Items from a dataset:
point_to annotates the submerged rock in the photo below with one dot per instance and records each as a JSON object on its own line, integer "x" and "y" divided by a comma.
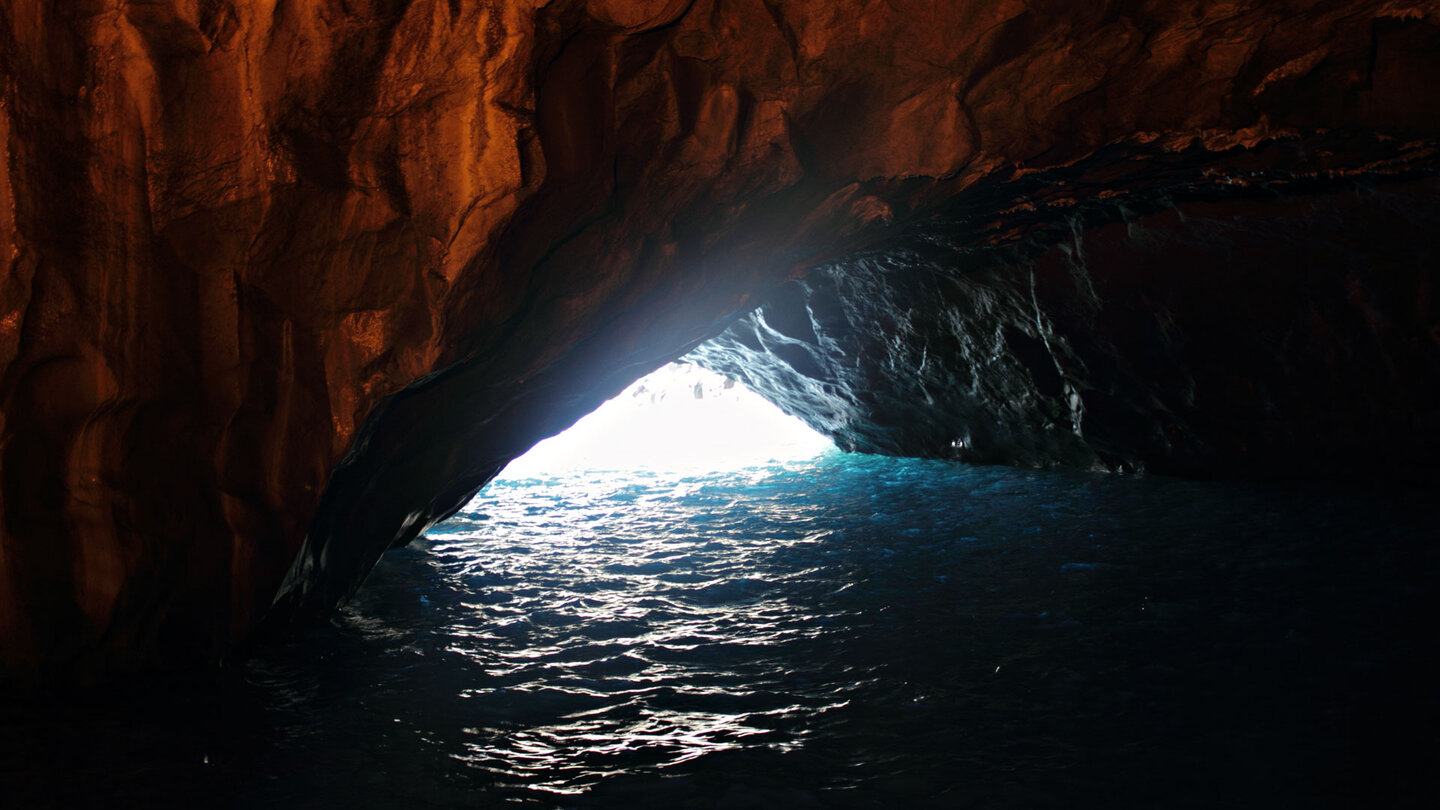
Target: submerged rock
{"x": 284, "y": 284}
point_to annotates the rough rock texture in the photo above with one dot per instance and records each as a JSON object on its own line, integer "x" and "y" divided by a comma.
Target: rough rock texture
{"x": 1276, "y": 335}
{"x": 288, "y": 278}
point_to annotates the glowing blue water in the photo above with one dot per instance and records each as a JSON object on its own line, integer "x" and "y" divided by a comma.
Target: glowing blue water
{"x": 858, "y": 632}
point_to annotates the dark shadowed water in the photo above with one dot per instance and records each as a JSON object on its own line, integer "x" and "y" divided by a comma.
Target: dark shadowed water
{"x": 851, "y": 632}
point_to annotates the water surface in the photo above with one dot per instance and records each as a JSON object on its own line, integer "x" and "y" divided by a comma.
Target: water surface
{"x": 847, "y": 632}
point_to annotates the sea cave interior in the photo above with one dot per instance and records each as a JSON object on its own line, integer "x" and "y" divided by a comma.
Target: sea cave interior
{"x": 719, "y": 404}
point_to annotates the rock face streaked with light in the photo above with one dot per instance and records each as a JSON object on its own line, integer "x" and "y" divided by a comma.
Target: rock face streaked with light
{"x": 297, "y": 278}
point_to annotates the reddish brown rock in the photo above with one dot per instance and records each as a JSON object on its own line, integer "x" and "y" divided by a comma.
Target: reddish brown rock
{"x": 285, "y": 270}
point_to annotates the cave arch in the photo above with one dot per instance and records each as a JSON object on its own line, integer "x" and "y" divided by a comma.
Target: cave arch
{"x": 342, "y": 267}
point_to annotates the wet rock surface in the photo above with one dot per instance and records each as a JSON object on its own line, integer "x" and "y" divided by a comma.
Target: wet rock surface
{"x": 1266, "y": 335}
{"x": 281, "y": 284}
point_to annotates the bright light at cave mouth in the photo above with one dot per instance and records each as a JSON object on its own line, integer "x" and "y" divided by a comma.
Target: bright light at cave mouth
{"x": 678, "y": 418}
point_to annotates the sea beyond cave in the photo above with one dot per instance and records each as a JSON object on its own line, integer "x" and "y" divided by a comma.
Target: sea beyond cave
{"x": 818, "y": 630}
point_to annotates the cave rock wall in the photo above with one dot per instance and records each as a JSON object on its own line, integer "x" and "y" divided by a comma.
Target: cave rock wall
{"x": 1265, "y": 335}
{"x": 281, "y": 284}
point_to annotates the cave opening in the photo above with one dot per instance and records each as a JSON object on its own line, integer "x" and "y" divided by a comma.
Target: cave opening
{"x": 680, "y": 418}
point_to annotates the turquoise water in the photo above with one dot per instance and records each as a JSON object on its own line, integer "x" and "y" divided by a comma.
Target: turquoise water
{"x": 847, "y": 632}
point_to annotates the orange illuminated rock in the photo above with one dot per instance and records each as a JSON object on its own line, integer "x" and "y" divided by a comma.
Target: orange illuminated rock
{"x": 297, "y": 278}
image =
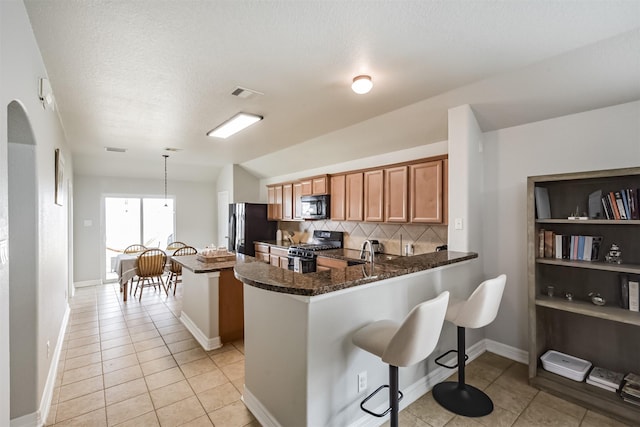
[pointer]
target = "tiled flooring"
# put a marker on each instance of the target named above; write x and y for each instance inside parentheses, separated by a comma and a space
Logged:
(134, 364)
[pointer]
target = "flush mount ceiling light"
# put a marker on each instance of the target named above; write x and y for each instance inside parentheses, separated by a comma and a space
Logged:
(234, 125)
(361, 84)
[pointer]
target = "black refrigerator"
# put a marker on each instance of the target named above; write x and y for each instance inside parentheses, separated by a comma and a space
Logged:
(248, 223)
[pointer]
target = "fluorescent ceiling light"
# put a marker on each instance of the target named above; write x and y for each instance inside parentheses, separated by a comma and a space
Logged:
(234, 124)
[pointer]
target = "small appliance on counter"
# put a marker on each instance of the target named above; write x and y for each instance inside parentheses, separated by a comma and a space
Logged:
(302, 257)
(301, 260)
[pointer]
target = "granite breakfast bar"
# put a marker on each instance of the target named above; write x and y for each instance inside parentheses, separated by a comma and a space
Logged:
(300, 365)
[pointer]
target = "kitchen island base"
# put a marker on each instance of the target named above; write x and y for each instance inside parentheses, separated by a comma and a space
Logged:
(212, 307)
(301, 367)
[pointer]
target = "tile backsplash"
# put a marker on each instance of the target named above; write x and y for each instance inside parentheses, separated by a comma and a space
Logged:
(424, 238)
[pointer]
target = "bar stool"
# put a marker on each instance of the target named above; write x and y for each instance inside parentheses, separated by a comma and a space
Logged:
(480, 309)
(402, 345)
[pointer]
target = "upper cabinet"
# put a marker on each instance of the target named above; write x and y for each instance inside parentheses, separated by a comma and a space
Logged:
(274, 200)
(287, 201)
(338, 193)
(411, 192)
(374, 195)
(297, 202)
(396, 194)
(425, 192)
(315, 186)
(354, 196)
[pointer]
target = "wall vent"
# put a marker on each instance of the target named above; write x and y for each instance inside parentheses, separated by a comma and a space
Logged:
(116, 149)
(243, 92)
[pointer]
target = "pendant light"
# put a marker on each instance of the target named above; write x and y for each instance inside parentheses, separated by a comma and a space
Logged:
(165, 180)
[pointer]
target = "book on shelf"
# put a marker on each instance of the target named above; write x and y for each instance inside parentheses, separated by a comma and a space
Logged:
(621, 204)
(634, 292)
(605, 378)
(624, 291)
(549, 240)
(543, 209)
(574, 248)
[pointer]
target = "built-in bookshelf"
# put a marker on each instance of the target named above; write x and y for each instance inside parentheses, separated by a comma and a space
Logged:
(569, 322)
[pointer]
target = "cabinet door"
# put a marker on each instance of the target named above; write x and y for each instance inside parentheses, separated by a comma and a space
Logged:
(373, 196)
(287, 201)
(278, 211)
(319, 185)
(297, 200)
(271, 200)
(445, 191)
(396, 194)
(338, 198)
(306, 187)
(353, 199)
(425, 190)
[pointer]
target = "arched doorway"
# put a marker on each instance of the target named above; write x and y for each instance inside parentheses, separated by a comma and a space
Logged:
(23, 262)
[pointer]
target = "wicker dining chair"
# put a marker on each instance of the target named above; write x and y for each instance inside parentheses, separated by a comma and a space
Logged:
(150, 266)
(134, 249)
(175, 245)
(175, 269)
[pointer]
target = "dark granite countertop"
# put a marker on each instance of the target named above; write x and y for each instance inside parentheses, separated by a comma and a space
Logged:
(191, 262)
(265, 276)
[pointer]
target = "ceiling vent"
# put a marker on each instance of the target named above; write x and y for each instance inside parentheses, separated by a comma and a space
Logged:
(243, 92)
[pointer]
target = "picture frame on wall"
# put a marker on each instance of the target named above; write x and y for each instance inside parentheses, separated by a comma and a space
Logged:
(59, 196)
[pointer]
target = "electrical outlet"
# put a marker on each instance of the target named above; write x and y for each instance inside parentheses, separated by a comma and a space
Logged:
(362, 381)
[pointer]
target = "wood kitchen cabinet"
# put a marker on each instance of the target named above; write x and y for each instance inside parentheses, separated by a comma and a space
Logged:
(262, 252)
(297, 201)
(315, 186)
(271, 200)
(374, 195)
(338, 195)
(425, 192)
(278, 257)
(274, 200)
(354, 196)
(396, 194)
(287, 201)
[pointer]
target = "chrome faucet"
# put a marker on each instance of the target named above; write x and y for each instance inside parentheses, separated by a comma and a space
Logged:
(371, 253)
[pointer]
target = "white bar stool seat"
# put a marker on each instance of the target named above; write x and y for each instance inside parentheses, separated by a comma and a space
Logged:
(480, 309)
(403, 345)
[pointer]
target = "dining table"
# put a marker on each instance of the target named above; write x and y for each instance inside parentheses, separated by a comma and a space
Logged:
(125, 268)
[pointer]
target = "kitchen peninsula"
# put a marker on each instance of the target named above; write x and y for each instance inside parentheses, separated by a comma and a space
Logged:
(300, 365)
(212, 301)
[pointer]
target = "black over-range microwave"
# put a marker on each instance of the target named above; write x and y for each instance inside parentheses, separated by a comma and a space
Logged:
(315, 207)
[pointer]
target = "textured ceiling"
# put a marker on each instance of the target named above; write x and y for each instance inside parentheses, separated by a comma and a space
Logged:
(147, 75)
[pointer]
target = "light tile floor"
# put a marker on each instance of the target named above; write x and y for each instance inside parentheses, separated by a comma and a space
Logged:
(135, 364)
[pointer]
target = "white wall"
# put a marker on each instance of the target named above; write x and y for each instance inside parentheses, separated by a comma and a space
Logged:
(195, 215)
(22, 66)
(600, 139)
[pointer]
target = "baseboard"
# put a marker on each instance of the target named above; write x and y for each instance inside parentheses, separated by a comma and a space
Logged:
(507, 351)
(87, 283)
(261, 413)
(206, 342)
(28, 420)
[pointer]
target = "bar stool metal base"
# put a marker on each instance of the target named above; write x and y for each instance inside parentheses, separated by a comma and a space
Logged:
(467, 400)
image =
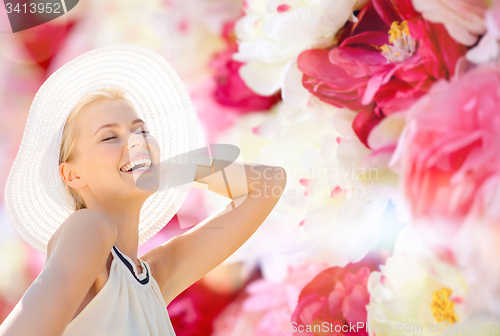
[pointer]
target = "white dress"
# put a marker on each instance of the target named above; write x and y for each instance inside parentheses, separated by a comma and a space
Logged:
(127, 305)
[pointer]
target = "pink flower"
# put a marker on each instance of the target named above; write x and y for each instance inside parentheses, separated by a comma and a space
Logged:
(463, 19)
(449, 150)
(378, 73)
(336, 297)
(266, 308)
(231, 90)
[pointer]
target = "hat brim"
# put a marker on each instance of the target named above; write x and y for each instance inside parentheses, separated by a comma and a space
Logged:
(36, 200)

### [AIM OF THE EXERCISE]
Output must match the lines from the start of the records above through the line that contains "point_to annotates the reddish", exactly and with every picture removed.

### [EXERCISE RESPONSE]
point_to annotates the submerged rock in the photo below with one dot per instance and records each as a JSON object on its own line, integer "x" and "y" divided by a comma.
Target: submerged rock
{"x": 284, "y": 284}
point_to annotates the rough rock texture in the photo above with one dot per instance and records each as a JSON object on its own line, integer "x" and "y" divided by a comma.
Target: rough rock texture
{"x": 1276, "y": 335}
{"x": 288, "y": 278}
point_to annotates the glowing blue water in the photo above with one dot per instance and records each as a JSON object on its own line, integer "x" and "y" divided by a comma.
Target: glowing blue water
{"x": 858, "y": 632}
point_to annotates the dark shadowed water in the photo above with one dot per instance and records each as a JSON object on its own line, integer "x" and "y" divided by a comma.
Target: dark shadowed water
{"x": 851, "y": 632}
point_to annotates the water surface in the photo above with one dot per instance and records each as a JSON object on its own line, integer "x" and "y" divided by a comma.
Target: water surface
{"x": 847, "y": 632}
point_to annotates the sea cave interior in the photo above with one dot per instance and records each as a JSON object on its own line, integer "x" and "y" divided by a comma.
Target: sea cave interior
{"x": 719, "y": 404}
point_to annotates the rock face streaked with light in the photo above with one dot per instance and records each as a JSON object on its own line, integer "x" and "y" divided by a comma.
Target: rock face streaked with light
{"x": 297, "y": 278}
point_to annotates the reddish brown rock in the photo above with one dot per instance and records each as a JSON object on its own line, integer "x" and "y" divided by a comma.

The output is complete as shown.